#### GIVEN TEXT:
There is a better, more accurate and less flattering way to establish IOPS you can expect from a disk. The IOPS are fundamentaly dictated by spindle speed.
If we need to read a sector, we have to align the head to the required cylinder, and wait for the sector we require to go under the head. These two operations are happening simultaneously, so we can actually simplify this to just the time it takes for the sector to come around.
That means that on a 15,000 rpm disk we can only expect at most 250 random access IOPS. This also directly translates to random seek time we can expect from a disk: 250 IOPS means 1s/250=4ms. On high-rpm disks, head movement needs to be very quick to actually align fast enough to not have to wait for the sector to come around again, which is why 15,000rpm disks use very small diameter platters. Another thing to bear in mind is that these are theoretical limits – in reality the average performance achieved will be worse. Depending on how you optimized and aligned your RAID array and file system, it could be a LOT worse. (See here for a longer article on optimizing RAID and file systems: http://www.altechnative.net/2010/12/31/disk-and-file-system-optimisation/ )
If you stick with these fundamental estimates based purely on the mechanical constraints, you won’t go far wrong. All the other figures published by hardware vendors are just smoke and mirrors misdirections designed to bamboozle you into thinking their product is somehow better than their competitors’.
Gordan thx for you comment.
This formula is indeed theoretical and using fundamental laws governing disk performance.
At the end of the day you indeed need to take into account multiple other factors and variables. Some of them, that I would call the logical components, are: interface, OS, device drivers, LVM, RAID type, file system, apps, etc.
And indeed 1s/250=4ms, that is a full rotation measurement. Average would be half of that, that’s 2ms, thus expected 500 random IOPS.

#### TO BE DONE:
Extend the forum discussion on estimating disk IOPS from spindle speed, starting right after its final sentence.

#### DATA SECTION:
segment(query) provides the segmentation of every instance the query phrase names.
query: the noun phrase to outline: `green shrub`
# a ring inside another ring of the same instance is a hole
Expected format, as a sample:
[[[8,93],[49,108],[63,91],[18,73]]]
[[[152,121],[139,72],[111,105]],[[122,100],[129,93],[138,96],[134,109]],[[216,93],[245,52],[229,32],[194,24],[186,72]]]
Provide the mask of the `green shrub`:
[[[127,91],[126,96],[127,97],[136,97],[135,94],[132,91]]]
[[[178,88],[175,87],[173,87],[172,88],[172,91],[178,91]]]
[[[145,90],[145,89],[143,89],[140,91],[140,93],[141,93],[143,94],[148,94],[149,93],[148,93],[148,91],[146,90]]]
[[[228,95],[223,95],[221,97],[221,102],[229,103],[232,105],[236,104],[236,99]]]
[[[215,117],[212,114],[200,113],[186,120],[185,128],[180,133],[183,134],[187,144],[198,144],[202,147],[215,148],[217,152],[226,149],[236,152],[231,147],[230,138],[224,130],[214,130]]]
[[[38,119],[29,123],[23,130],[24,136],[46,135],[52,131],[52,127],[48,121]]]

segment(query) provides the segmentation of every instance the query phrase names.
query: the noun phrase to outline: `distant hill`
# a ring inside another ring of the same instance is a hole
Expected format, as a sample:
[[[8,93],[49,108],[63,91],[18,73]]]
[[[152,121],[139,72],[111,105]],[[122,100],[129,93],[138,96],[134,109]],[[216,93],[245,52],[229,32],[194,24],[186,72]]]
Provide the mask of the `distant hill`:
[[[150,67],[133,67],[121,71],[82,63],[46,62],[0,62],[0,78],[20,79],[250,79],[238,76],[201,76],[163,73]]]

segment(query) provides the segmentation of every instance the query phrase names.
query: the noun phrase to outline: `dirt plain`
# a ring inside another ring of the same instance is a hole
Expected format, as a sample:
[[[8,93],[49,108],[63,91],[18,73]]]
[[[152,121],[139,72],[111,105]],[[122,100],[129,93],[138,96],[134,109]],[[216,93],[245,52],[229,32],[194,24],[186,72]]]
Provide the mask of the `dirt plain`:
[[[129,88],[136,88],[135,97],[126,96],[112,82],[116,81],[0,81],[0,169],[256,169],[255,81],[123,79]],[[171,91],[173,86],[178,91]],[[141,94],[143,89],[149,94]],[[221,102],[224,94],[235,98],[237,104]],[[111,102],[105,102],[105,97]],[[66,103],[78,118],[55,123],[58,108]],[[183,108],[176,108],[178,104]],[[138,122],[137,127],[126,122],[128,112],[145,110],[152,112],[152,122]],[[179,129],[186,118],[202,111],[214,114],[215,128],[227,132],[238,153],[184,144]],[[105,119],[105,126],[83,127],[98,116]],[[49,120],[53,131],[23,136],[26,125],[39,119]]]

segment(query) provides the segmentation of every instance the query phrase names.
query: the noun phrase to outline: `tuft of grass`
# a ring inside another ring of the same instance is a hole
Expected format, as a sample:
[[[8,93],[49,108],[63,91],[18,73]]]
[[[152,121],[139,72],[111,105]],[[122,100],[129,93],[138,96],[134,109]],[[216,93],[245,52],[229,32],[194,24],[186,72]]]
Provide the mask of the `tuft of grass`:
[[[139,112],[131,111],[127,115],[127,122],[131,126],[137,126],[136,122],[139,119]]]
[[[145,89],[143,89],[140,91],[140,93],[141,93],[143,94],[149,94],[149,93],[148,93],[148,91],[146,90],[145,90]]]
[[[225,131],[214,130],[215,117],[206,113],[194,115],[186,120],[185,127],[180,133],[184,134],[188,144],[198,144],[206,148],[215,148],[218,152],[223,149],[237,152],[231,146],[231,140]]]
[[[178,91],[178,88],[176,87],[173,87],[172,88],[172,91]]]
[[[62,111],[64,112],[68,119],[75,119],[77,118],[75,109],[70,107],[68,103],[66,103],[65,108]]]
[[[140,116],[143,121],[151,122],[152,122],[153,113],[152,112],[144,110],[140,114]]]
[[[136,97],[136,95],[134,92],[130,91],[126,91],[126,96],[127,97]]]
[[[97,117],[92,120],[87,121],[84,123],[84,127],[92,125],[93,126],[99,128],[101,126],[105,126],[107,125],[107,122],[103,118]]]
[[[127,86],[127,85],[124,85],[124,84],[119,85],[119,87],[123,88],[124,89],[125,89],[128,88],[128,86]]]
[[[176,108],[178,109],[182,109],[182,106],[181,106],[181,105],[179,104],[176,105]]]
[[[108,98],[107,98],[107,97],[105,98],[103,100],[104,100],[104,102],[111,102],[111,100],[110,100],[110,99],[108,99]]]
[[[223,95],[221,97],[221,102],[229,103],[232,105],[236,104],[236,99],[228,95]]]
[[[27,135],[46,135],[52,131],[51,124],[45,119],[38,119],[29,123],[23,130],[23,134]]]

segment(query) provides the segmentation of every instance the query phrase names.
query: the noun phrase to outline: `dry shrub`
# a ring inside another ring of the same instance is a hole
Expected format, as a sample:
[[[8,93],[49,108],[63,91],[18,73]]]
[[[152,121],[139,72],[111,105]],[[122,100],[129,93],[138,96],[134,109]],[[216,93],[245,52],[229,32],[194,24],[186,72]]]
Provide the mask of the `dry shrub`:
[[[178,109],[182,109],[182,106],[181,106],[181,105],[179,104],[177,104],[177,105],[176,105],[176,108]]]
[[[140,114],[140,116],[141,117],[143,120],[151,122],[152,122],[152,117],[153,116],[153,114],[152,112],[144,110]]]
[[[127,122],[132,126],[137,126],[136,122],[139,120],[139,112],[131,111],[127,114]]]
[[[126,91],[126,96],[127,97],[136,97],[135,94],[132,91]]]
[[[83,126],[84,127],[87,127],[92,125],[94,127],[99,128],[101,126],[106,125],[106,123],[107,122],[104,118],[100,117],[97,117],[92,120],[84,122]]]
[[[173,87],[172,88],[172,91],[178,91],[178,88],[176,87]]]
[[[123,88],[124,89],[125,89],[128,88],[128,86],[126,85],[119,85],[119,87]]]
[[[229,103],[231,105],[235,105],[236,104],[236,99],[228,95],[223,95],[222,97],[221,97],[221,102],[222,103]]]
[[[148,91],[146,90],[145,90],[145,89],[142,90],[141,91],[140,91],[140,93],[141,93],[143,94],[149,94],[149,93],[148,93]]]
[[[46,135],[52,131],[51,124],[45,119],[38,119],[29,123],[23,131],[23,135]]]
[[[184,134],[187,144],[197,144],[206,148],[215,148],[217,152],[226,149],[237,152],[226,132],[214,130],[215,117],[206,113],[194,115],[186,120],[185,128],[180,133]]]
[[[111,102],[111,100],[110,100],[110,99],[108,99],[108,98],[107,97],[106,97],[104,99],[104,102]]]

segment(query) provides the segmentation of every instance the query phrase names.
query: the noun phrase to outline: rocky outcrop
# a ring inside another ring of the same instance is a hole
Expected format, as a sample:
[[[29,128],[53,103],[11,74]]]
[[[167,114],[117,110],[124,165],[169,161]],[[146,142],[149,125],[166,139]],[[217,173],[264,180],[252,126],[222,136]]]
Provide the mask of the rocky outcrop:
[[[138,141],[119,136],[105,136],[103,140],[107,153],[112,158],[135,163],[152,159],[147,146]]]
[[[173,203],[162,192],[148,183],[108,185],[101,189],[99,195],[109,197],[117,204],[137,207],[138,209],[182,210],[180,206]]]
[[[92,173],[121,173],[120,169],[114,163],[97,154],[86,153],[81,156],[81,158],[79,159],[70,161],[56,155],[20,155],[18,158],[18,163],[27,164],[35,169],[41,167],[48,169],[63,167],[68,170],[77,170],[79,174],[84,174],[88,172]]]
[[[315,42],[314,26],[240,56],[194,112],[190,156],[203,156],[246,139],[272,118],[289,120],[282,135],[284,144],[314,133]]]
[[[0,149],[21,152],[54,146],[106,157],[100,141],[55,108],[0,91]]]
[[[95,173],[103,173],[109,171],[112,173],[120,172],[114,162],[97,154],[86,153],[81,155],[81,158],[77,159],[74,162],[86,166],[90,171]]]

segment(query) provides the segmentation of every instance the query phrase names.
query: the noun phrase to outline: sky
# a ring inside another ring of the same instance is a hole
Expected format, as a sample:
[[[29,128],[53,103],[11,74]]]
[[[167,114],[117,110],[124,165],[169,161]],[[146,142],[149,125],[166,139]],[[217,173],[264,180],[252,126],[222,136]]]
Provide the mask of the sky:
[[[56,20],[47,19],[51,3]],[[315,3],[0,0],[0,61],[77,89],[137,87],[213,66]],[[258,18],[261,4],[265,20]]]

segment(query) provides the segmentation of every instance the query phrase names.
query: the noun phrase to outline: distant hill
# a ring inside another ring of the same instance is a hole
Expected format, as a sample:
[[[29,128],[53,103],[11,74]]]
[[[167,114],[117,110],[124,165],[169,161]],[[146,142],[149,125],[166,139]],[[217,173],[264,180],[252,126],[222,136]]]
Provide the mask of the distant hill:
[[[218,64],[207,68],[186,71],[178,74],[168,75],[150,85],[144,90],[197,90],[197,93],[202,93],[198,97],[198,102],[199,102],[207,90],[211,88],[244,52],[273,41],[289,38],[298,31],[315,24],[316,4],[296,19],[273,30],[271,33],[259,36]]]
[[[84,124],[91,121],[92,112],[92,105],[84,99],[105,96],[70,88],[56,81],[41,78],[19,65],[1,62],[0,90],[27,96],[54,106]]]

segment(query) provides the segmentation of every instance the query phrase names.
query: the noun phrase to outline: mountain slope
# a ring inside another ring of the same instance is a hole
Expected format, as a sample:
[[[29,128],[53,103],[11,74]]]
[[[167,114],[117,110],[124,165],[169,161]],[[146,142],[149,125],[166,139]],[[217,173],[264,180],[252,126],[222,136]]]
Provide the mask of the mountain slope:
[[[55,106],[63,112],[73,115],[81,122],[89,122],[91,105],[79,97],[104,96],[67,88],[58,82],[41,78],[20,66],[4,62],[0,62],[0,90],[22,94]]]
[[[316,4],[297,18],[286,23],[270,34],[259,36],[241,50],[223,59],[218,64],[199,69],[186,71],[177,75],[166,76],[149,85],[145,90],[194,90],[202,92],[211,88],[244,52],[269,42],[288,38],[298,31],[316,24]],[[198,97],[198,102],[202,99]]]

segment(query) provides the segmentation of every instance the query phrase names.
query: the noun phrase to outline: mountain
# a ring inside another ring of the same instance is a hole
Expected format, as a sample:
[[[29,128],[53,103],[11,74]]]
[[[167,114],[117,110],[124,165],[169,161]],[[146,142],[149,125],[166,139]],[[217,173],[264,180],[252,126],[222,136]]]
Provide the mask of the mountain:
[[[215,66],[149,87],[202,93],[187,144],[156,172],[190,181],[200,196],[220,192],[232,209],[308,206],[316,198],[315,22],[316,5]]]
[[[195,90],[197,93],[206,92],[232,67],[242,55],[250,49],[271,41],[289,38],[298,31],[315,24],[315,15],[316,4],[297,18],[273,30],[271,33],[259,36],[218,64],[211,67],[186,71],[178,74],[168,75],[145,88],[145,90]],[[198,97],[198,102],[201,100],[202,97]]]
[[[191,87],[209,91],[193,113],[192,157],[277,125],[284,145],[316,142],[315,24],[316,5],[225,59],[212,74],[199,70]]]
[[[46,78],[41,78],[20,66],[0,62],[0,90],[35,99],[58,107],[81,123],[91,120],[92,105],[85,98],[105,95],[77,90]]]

#### SOLVED PROBLEM:
Thx,
It doesn’t actually work like that. 250 IOPS / 4ms is around the theoretical maximum. The other factors and variables are going to inevitable make it worse, not better.
Also, the average wouldn’t be half of the 4ms because the minimum is not actually bound at 0ms. If you are reading from the same cylinder then unless it is the same sequential operation you’ll have to wait for the sector to come around. If you are not reading from the same cylinder you are going to have to perform at minimum a track-to-track seek to an adjecent track or switch to a different head/platter, both of which typically take _at least_ between 0.2 and 0.8ms. Full stroke seek time will be a lot greater, but the rotational latency is always dominant (which is why short-stroking disks to half capacity only yields minimal improvements).
In any realistic multi-user/multi-process workload you shouldn’t expect to see more than about 200 real IOPS from a 15K rpm disk. Fire up something like “iostat -d 5” on a heavily disk I/O bound system and you’ll see that your IOPS will hover just below the IOPS you would expect just from the rotational latency (unless your load is very sequential and not very parallel).
Amen to that!
Thx for your comment Gordan.